* [Excerpt provided]:
Here's what the reviews are saying:


The Movie Has The Same Good-Natured Spirit As Its Predecessors

If you felt any affection for "Bill & Ted" in the past, you'll feel it again here, because the movie rides on the same kind of goofy charm as its predecessors.

[TheWrap]

[L]ike its predecessors [it] is winningly modest and harmlessly silly. I don't know if it made me feel young or old, but it was all in all a most non-bogus experience.

[The New York Times]

Puts a big stupid grin on your face, yet also brings a certain dignity and depth to these two ride-or-die best friends now in middle age.

[USA Today]

There's a refreshing lack of cynicism in these movies that honestly believe that friendship and creativity are going to tie us all together through history, something that feels like it registers with Winter and Reeves in their real lives too.

[RogerEbert.com]


Keanu Reeves And Alex Winter Are Clearly Having A Blast

Mostly, the joy comes from watching Reeves and Winter on screen, two holy fools just doing their best to bring light and love and non-heinous riffs — and remind the bleary-eyed citizens of 2020, perhaps, of a simpler, sweeter world gone by.

[Entertainment Weekly]

[T]he two have an appealing energy between them, nicely mirroring the harmless goofiness that made the original films more successful than they probably deserved to be.

[The Hollywood Reporter]

Reeves in particular never makes a comic misstep; he's funny less for the lines he speaks than for his thoroughgoing physical incarnation of a character who's at least 50 percent Golden Retriever, ready to greet every new challenge with the same guileless enthusiasm, his default expression a dopey smile.

[Slate]

[I]t's Winter, beaming and goggle-eyed, who still totally incarnates the cockeyed innocent gee-whiz man-child spirit of the thing.

* [Exercise details]: Continue the review roundup on the Bill & Ted sequel from the point where it stops. The data after this point comes from a separate source.

* [Dataset content]:
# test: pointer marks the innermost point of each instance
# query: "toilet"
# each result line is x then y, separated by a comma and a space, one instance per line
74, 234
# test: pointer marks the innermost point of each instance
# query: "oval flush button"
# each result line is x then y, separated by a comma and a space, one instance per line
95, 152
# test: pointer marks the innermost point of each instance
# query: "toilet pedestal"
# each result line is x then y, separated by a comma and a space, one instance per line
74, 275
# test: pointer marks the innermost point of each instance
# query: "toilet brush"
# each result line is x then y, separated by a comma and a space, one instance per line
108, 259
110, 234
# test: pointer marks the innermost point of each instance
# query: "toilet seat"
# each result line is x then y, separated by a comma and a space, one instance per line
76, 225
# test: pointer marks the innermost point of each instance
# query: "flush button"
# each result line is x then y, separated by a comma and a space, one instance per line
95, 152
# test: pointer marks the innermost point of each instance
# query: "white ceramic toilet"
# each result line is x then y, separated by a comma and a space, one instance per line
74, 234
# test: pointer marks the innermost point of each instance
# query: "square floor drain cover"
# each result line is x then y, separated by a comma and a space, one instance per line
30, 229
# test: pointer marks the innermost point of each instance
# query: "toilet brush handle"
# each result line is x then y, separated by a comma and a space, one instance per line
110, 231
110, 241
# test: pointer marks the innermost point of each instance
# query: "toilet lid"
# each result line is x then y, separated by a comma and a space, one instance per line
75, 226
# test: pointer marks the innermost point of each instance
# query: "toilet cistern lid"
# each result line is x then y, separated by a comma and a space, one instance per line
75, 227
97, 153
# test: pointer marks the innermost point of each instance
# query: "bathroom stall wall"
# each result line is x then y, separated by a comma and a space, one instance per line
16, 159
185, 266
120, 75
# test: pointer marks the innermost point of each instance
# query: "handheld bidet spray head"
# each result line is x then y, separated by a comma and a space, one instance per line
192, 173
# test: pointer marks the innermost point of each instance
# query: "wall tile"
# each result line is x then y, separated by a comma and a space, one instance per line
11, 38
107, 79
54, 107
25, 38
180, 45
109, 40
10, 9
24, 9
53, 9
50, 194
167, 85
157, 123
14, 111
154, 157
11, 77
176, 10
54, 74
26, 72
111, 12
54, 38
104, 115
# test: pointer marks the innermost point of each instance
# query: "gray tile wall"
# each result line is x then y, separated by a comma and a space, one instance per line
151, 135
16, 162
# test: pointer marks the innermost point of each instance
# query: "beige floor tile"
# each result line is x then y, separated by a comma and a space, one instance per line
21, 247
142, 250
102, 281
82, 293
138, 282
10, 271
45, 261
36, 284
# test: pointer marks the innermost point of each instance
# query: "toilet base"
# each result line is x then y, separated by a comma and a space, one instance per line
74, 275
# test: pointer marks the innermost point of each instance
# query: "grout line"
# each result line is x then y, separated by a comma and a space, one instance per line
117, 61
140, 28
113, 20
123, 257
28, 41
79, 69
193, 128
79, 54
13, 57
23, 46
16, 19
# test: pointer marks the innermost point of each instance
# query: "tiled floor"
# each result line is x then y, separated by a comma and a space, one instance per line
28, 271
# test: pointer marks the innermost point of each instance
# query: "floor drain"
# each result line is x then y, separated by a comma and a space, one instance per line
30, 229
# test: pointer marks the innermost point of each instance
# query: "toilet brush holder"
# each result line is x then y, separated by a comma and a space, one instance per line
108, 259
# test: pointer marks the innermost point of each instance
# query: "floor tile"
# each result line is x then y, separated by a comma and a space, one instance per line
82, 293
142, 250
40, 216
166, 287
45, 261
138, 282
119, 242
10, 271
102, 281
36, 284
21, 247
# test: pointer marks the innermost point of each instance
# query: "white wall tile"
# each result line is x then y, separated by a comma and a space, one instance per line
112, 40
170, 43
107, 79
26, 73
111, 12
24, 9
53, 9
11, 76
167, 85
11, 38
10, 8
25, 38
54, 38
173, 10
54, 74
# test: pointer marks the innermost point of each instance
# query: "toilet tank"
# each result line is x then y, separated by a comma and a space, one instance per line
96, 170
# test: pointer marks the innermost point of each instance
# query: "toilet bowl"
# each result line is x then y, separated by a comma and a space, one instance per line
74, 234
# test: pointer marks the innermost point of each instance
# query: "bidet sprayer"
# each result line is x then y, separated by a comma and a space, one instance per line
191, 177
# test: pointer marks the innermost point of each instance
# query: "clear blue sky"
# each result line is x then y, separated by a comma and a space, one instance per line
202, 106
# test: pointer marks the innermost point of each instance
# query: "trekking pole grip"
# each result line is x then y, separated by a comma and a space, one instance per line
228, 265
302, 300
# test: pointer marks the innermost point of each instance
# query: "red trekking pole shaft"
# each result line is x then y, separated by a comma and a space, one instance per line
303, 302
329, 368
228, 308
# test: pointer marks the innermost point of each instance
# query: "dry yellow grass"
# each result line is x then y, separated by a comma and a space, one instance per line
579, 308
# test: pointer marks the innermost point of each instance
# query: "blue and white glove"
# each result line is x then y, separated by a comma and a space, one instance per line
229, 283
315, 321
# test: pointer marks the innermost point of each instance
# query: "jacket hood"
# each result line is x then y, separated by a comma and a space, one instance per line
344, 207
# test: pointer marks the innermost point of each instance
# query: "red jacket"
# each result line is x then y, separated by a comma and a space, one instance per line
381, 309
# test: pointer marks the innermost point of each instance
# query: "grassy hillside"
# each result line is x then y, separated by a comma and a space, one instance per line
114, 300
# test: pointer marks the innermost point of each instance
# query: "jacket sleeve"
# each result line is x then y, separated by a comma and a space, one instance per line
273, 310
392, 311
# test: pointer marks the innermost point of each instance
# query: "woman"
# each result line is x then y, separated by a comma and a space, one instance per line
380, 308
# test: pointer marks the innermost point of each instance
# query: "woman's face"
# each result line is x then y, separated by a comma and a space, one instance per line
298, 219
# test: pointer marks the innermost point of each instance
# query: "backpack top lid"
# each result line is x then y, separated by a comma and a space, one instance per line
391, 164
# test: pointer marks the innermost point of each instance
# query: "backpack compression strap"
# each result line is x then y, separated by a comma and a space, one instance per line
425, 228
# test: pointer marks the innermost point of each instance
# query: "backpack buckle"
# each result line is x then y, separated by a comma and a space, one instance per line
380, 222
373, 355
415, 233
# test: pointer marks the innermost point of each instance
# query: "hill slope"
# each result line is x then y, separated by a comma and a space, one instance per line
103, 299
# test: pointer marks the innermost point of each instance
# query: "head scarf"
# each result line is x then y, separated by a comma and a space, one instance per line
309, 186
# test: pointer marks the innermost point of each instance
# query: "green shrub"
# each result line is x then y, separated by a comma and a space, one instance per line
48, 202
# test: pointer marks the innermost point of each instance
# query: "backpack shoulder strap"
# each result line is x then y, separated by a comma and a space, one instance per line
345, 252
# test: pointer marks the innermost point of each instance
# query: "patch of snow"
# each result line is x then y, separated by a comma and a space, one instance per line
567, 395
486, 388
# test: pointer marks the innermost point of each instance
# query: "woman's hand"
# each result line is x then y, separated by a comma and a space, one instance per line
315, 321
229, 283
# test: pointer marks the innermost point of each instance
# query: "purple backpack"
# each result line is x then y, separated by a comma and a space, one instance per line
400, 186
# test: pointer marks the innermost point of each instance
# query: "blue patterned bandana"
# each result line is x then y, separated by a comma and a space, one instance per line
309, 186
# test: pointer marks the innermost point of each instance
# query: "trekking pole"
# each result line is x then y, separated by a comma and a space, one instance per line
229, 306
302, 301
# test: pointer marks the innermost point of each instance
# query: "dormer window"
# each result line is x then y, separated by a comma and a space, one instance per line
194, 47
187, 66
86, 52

* [Response to this exercise]:
[Variety]


The Movie Introduces Bill And Ted's Daughters, Who Are Just As Fun

Ted's daughter Billie (Brigette Lundy-Paine) and Bill's daughter Theadore (Samara Weaving) are as "spacily good-natured as their dads." 

[THR]

Lundy-Paine is perfectly cast and simply a joy every moment she's on screen, Billie reminding you much more of young Ted than her father. Weaving is solid here, but she doesn't make the same kind of impression.

[News Herald]

But the story doesn't give Lundy-Paine and Weaving that much to do. Billie and Thea essentially relive the events of the first "Bill & Ted," except with more of a musical-fandom bent, and they unfortunately don't have much personality beyond their "Hey, dude!" affect. 

[Polygon]


If You Didn't Like The First Two Bill And Ted Movies, You Won't Like This One

The first "Bill & Ted" movie was unbearably corny and just barely carried the day thanks to its snark-free spirit and the two charming leads. The sequel was a mediocre serving of warmed-up leftovers. Suffering through "Bill & Ted Face the Music" is like attending a reunion concert of a two-hit wonder band you loved in high school, and realizing their original material wasn't all that great in the first place.

[Chicago Sun-Times]

The plot… rips off the original — which was thin to begin with — and makes it worse.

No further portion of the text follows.